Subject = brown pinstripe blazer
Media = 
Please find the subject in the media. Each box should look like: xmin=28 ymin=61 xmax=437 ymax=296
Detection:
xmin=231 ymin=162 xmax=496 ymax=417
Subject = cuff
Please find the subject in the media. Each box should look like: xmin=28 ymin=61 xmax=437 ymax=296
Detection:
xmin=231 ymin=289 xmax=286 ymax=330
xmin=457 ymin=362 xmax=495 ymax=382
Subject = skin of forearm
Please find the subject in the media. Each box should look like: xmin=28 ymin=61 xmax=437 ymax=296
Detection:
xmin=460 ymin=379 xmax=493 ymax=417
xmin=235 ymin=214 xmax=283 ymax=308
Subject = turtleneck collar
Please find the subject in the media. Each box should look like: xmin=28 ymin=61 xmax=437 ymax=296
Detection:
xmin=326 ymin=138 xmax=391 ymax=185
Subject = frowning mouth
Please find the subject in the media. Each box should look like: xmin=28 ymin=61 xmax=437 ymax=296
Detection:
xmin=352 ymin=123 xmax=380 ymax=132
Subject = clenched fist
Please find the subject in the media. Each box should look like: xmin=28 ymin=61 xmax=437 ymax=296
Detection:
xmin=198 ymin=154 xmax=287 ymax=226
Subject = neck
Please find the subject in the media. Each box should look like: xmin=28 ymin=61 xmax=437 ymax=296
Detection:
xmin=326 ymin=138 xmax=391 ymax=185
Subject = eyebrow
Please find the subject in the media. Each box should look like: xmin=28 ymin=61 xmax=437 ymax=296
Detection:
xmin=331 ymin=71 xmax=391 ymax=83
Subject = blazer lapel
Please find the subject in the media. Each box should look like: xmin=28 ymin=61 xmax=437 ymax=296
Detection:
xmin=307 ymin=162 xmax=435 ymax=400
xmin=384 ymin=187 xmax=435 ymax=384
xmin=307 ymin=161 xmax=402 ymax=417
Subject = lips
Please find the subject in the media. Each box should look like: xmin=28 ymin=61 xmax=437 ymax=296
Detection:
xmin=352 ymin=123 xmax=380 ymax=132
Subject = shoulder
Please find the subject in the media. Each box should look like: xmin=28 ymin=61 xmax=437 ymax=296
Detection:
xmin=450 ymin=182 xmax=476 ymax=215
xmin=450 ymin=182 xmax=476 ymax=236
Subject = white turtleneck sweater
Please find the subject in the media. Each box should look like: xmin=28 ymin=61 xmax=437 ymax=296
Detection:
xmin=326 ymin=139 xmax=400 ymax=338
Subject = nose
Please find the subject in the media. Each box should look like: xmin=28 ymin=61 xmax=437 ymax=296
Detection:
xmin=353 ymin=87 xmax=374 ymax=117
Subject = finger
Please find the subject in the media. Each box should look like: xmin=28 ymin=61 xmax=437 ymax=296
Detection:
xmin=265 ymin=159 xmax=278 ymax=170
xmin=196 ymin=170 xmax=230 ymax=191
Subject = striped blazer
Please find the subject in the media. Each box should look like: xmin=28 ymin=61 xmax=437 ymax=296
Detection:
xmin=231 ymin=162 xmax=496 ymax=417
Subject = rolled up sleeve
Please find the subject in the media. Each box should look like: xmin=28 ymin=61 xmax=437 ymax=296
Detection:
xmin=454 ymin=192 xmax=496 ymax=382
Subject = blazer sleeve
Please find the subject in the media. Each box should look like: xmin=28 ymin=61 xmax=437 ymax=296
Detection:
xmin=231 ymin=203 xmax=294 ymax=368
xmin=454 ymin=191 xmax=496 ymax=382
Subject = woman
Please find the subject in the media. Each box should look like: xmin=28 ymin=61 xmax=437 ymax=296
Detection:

☆ ☆ ☆ ☆ ☆

▶ [Problem to work on]
Please give the records again from the line with "Subject = lips" through the line with "xmin=450 ymin=182 xmax=476 ymax=236", swapping "Detection" for "Result" and leaving everything else unchanged.

▶ [Task solution]
Subject = lips
Please find the subject in the media. Each box should look like: xmin=28 ymin=61 xmax=437 ymax=296
Result:
xmin=352 ymin=123 xmax=380 ymax=132
Subject = shoulder
Please find the subject in the media. Each box should look like: xmin=28 ymin=61 xmax=437 ymax=296
Result:
xmin=450 ymin=182 xmax=476 ymax=215
xmin=450 ymin=182 xmax=476 ymax=236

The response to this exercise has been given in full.